• **TRECHO PARA ANÁLISE**

******

É que anda meio-mundo a debater o turismo em Lisboa, a gentrificação, os excessos, onde fica o ponto de equilíbrio que não deixará Lisboa descambar para uma Barcelona do século XXI, e de como o Turismo é “a última coca-cola do deserto” do mundo moderno…
… Mas foi neste “O Amante de Lady Chatterley” que li uma das mais antigas premonições sobre o que, falando de viagens e turismo, vivemos nos dias que correm. É quando Connie, a Lady Chatterley, vai passar uns dias a Veneza e, às tantas, desabafa:
“Prefiro estar em Wragby, onde posso passear e estar sossegada, e não tenho de olhar para coisa nenhuma ou representar seja o que for. Esta representação turística do divertimento de cada um é desesperadamente humilhante: é um estrondoso fracasso.

******

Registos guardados
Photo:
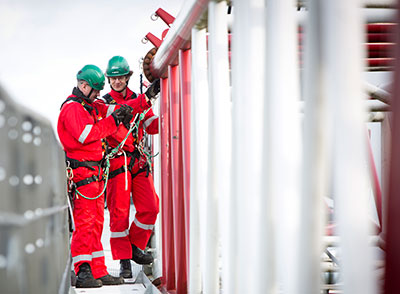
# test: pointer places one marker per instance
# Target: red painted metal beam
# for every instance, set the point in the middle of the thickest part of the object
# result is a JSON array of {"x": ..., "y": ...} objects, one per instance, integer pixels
[
  {"x": 177, "y": 181},
  {"x": 177, "y": 38},
  {"x": 376, "y": 184},
  {"x": 392, "y": 257},
  {"x": 185, "y": 102},
  {"x": 166, "y": 191}
]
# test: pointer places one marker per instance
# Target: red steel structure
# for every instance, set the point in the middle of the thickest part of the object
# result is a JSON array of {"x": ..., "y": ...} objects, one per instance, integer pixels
[{"x": 173, "y": 66}]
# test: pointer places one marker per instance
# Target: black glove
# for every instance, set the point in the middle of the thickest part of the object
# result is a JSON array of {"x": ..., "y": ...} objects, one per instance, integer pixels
[
  {"x": 120, "y": 113},
  {"x": 127, "y": 120},
  {"x": 153, "y": 89}
]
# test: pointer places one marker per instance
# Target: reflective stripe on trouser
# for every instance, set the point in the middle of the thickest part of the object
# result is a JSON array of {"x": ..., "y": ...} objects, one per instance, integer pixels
[
  {"x": 118, "y": 203},
  {"x": 86, "y": 239},
  {"x": 146, "y": 203}
]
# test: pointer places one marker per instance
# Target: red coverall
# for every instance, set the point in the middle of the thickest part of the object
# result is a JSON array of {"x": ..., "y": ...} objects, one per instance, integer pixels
[
  {"x": 137, "y": 181},
  {"x": 80, "y": 131}
]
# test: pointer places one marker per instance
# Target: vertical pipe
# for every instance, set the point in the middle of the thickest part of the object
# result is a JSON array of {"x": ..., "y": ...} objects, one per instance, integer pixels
[
  {"x": 166, "y": 190},
  {"x": 158, "y": 264},
  {"x": 219, "y": 149},
  {"x": 177, "y": 184},
  {"x": 343, "y": 38},
  {"x": 252, "y": 222},
  {"x": 198, "y": 166},
  {"x": 393, "y": 202},
  {"x": 185, "y": 101},
  {"x": 283, "y": 133},
  {"x": 315, "y": 153}
]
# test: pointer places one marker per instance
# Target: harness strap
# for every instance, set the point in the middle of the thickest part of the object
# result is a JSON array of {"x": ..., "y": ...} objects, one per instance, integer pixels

******

Enumere todos os nomes de lugares que aparecem no trecho sobre o turismo em Lisboa, indicando cada um apenas uma vez.

Lisboa, Barcelona, Veneza, Wragby